Required work> Wherever an image appears in the data, omit it and copy all the remaining text word for word.

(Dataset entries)
☆ ☆ ☆ ☆
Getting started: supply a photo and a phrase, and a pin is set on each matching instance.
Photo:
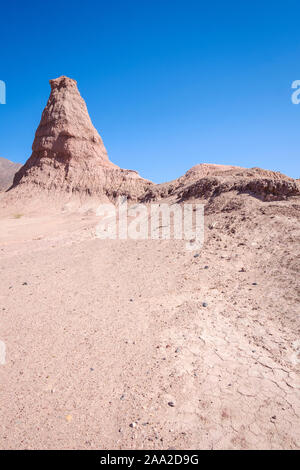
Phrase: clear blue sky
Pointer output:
(168, 83)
☆ ☆ ☆ ☆
Answer for the task>
Getting started: supply a photo and a phrase, and a pin is set on each matching instance.
Photo:
Phrase: clear blue sky
Pointer output:
(168, 83)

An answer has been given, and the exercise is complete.